** start Data **

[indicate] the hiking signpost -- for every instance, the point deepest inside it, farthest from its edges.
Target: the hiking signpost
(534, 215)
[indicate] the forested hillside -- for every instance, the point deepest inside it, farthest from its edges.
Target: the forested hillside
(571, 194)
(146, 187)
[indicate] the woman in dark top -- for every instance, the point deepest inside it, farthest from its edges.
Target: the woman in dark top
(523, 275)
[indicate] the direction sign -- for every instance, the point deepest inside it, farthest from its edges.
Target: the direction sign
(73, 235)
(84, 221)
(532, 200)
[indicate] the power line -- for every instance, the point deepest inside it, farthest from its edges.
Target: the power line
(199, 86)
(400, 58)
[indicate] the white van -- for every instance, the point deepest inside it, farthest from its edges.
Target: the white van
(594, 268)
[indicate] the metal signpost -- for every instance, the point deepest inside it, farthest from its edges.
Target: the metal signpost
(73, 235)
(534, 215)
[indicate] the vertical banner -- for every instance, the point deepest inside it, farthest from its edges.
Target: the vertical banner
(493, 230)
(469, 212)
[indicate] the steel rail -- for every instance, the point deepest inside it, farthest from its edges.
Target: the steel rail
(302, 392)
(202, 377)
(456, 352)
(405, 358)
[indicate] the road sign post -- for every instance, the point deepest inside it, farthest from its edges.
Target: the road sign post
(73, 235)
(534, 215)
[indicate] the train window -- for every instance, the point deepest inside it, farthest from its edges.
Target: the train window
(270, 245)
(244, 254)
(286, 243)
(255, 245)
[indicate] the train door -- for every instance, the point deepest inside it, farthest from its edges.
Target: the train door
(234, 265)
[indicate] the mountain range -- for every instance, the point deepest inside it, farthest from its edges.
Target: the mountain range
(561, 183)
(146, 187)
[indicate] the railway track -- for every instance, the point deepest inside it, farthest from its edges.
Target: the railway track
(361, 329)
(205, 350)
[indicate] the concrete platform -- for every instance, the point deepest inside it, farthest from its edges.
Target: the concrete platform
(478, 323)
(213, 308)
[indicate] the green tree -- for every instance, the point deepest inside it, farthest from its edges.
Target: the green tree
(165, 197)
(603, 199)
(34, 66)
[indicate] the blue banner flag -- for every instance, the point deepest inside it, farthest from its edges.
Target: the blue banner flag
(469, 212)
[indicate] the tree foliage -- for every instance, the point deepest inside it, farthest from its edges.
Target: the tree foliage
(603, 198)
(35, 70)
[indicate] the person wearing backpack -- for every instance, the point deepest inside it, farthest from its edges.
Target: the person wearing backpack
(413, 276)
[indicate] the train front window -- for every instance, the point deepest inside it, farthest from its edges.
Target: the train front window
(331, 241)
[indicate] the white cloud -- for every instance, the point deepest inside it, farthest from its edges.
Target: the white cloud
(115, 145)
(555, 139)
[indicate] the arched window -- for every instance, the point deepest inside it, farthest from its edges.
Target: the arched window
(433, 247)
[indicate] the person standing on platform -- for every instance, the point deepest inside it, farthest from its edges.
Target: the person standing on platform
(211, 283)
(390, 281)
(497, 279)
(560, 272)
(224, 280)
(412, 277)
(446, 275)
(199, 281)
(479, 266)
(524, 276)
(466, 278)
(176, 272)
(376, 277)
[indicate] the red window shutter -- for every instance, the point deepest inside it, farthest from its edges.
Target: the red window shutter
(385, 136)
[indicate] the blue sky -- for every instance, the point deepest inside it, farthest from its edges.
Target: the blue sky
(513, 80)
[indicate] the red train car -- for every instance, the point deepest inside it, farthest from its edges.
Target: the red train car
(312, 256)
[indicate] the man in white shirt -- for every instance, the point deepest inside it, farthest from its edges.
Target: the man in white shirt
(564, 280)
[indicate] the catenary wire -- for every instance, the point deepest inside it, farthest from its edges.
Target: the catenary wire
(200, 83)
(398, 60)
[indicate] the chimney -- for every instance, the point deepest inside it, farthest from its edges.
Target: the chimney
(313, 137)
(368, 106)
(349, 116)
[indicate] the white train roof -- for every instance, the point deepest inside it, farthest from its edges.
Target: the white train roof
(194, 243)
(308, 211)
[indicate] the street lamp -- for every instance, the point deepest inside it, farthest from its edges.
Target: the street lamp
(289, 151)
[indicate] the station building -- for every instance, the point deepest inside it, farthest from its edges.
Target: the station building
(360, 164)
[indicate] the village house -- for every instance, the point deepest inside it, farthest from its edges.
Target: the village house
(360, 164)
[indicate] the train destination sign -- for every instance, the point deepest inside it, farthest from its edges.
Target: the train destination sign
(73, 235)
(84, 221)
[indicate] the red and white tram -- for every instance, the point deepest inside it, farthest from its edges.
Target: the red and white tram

** end Data **

Requirement: Rewrite all of the records above, changing each "Target" to "Object" and leaving everything else unaltered.

Answer to the task:
[indicate] the hiking signpost -- for every instance, the point deepest inside it, farthest from its edges.
Object: the hiking signpost
(534, 215)
[indicate] the forested hillside -- for every instance, the point deepest inside it, farthest from its edges.
Object: the forested hillside
(571, 194)
(146, 187)
[indicate] the woman in dark top -- for every instance, the point deepest inside it, farthest from its edges.
Object: the woman in dark top
(523, 275)
[indicate] the direction sign -- for every instance, the point deepest inside it, farthest from its edges.
Object: the direction sign
(73, 235)
(84, 221)
(532, 200)
[indicate] the power line -- for every instance, the point deepest inside it, farthest from its edges.
Object: the power line
(199, 86)
(400, 58)
[indicate] the white van -- for every instance, the point deepest inside it, farthest from its edges.
Object: the white van
(594, 268)
[indicate] the metal signpost -- for every instance, the point deepest inside it, farthest from its edges.
Object: the metal signpost
(73, 235)
(534, 215)
[indicate] the vertical banner -- for every instance, the point deepest inside it, farthest from its edges.
Object: the vertical banner
(493, 230)
(469, 212)
[indicate] the steel rail -- for every instance, the point deepest inside it, farthest from its edges.
Object: the steel rail
(302, 392)
(202, 377)
(456, 352)
(405, 358)
[indicate] the road sign post -- for every instance, the point deepest inside it, farthest from its edges.
Object: the road sign post
(73, 235)
(534, 215)
[indicate] the train window -- for every instance, the point deepest inside it, farthest from its edges.
Object: the train window
(270, 245)
(244, 254)
(286, 243)
(255, 245)
[indicate] the train door -- for every instance, the point deepest inside it, farthest from its edges.
Object: the train door
(234, 265)
[indicate] the mountain range -- for every instance, the point deepest inside it, farthest from its edges.
Object: the mountain range
(561, 183)
(146, 187)
[indicate] the railway track -- for every instance, the point deepest inside it, farthest from its edges.
Object: the railway track
(361, 329)
(205, 350)
[indicate] the concrete platform -- for every instance, the point deepest inside it, farthest from its edges.
Object: the concrete platform
(478, 323)
(213, 308)
[indicate] the green tree -- for every instance, the point deepest inside it, farthest from its edges.
Object: the green tree
(165, 197)
(603, 199)
(34, 66)
[indicate] the blue banner flag -- for every instance, the point deepest inside it, farthest from its edges.
Object: the blue banner flag
(469, 212)
[indicate] the tree foliage -- for every instance, the point deepest inside it, farthest from its edges.
Object: the tree foliage
(603, 198)
(35, 70)
[indicate] the person wearing backpack -- for every instance, the point deepest inside it, farthest from its edges.
Object: the person wearing backpack
(413, 276)
[indicate] the train front window -- for every instance, the point deepest inside it, farthest from its edges.
Object: the train front window
(331, 241)
[indicate] the white cloud -- for every instance, the point deepest inside it, farthest from its edges.
Object: the white cloud
(115, 145)
(555, 139)
[indicate] the arched window -- for every instance, the point deepest inside it, farthest from its edges.
Object: the arched window
(433, 247)
[indicate] the person standing on platform -- for every instance, the point deepest inside it, farthest from its edges.
Object: the person standing on platform
(211, 283)
(390, 281)
(497, 279)
(560, 272)
(224, 280)
(412, 277)
(446, 275)
(199, 281)
(479, 266)
(524, 276)
(466, 278)
(176, 272)
(376, 277)
[indicate] the red window shutter -- for every instance, the point deepest inside it, farthest from its edges.
Object: the red window shutter
(385, 136)
[indicate] the blue sky -- for every instance, the point deepest inside it, farthest from its edges.
Object: the blue sky
(513, 80)
[indicate] the red train car -- for every instance, the point deepest inside it, farthest from its edges.
Object: the red train car
(312, 256)
[indicate] the man in white shirt -- for every instance, the point deepest inside it, farthest from its edges.
Object: the man in white shirt
(564, 280)
[indicate] the catenary wire -- for every instance, the point deepest inside it, farthest from its edges.
Object: the catenary wire
(200, 83)
(398, 60)
[indicate] the chimney -- for every instance, the point deepest inside it, farthest from its edges.
Object: the chimney
(313, 137)
(368, 106)
(349, 116)
[indicate] the white train roof -- for every instance, the point deepest inside it, farthest from its edges.
Object: the white train roof
(194, 243)
(308, 211)
[indicate] the street lamp -- for every instance, the point deepest inside it, farthest from its edges.
Object: the street lamp
(289, 151)
[indicate] the station building -- for every instance, the point deepest inside it, farthest from its edges.
Object: the station building
(360, 164)
[indicate] the village house -- for every instance, the point deepest inside it, farthest from its edges.
Object: the village house
(360, 164)
[indicate] the train destination sign -- for every instance, the point deepest inside it, farthest from its edges.
Object: the train destination sign
(73, 235)
(84, 221)
[indicate] the red and white tram -- for every instance, the point deepest inside it, farthest from its edges.
Object: the red and white tram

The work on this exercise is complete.